══ Records shown ══

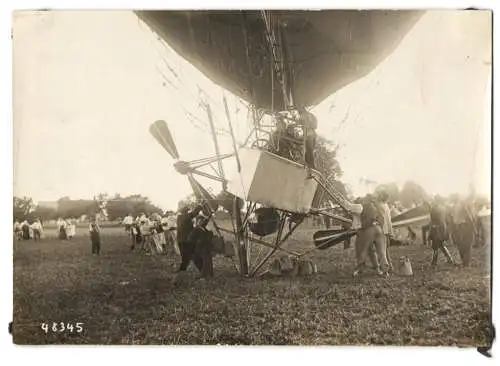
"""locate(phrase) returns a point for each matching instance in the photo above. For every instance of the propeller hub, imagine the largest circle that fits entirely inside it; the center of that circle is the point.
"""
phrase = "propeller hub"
(182, 167)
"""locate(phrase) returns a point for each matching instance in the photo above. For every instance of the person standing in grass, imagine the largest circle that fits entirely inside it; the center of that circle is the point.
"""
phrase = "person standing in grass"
(439, 233)
(185, 227)
(387, 225)
(95, 236)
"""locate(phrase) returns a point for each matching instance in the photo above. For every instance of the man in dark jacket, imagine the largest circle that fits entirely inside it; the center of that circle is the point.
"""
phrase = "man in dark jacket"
(370, 241)
(185, 227)
(438, 234)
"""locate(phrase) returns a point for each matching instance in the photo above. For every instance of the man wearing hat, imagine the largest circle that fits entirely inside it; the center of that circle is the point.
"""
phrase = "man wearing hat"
(184, 228)
(439, 234)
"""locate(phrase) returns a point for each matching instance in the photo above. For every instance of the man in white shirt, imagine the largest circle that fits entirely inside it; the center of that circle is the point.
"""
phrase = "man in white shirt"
(37, 230)
(128, 221)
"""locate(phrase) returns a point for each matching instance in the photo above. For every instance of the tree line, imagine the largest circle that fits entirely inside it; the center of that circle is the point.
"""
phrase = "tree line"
(113, 207)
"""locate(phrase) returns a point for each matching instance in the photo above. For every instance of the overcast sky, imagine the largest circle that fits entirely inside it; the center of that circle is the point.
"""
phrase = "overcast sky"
(87, 85)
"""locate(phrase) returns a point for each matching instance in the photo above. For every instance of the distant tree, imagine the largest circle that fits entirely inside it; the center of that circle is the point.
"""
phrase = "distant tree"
(135, 204)
(45, 213)
(23, 206)
(412, 194)
(77, 208)
(391, 189)
(188, 200)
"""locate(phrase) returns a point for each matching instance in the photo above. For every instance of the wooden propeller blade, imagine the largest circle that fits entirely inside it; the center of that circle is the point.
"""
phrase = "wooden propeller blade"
(161, 133)
(327, 238)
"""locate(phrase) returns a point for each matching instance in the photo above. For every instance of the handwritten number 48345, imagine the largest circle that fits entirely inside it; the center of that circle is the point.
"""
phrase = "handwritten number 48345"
(62, 327)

═══

Directions → Reproduce verbatim the lines of the records from the line containing "of the overcast" through the end of the records, inclusive.

The solution →
"""locate(phrase) returns a point for each matching instance in the photo above. For every instance of the overcast sky, imagine the largest circle that fits entirely inside it; the center of that circle is the point.
"""
phrase = "overcast sky"
(87, 85)
"""locate(phrase) returns a point for each matching instance in the photo above. For every instance of the distant tree, imagine the largest circle that fits entirely inside it; the center of that circle is the point.
"""
phrase = "distant tree"
(135, 204)
(45, 213)
(23, 206)
(412, 194)
(77, 208)
(391, 189)
(188, 200)
"""locate(phrase) returns a point for each matching instance in the photo above. For every instance of the wooden propeller blade, imagine the largest circle that fits entirely inside it; the center of that circle is the point.
"""
phrase = "wooden propeller blade"
(161, 133)
(327, 238)
"""locate(phrase) returns a point for each matching instance in the photo above. For every instance of the handwritten number 48345, imagine the largest circle that fits entirely inside it; the center of that circle is the point.
"""
phrase = "handwritten number 48345"
(62, 327)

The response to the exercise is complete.